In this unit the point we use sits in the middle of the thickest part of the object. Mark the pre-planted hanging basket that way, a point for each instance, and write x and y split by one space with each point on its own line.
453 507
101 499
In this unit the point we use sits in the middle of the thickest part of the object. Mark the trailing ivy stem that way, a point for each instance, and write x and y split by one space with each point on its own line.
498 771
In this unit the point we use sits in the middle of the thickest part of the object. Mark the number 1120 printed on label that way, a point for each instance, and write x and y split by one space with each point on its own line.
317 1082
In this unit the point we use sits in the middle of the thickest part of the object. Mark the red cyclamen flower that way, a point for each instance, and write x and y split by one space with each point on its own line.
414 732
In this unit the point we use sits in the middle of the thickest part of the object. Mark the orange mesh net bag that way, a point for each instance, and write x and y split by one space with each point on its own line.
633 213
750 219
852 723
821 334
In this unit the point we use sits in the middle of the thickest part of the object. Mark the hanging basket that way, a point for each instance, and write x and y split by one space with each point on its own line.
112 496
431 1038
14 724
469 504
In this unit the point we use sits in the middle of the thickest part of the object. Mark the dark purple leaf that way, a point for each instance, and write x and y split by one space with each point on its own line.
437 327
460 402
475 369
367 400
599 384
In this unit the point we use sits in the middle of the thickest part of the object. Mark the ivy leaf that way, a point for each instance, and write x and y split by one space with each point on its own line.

— Exercise requirements —
Reproduce the complete set of lines precisely as supplied.

— Result of this task —
In this unit the point we use sits in the middle of the thickest part of the object. Mark the pre-planted hanging basket that way, a point for each instance, and write x and y split by one space with each point on its own line.
453 507
101 499
In this unit the point we use sits in the middle of the thickest part of the object. Mark the trailing ivy stem that way, a point for each instance, and write x and y split by one space with each point on its own line.
498 771
In this unit the point we use sits in the middle of the thickest part of the object. Mark the number 1120 printed on label that way, a point for each instance, and write x and y split by one space with each point on its own line.
317 1082
In this unit the point we use sits in the middle of the thickest part of the object. Mark the red cyclamen flower that way, a point for each instance, and write x and y split by one space with each point on its own line.
414 732
In this unit the point we use sits in the middle of the thickest part of the object. Mark the orange mesh net bag that way, a point for each instance, and write x and y split by one space with each point on its own line.
633 213
750 219
852 723
821 334
In this unit the point we use sits in the middle of the thickest part of the object. Mark the hanging basket that way, a point for each instance, and write x and y split by one space with each point on its own line.
112 496
431 1038
14 724
469 504
In this unit the point we use sits in the middle of the thickest part of the object. Mark the dark purple leaf that way, a point for each instance, and write x and y split by one space with each point on its own line.
437 327
460 402
475 369
367 400
599 384
In this unit the point we use sits in the middle of the thickest part of the object. Mark the ivy leaf that way, a point for each instance, and write x and y split by one space with each point on its own line.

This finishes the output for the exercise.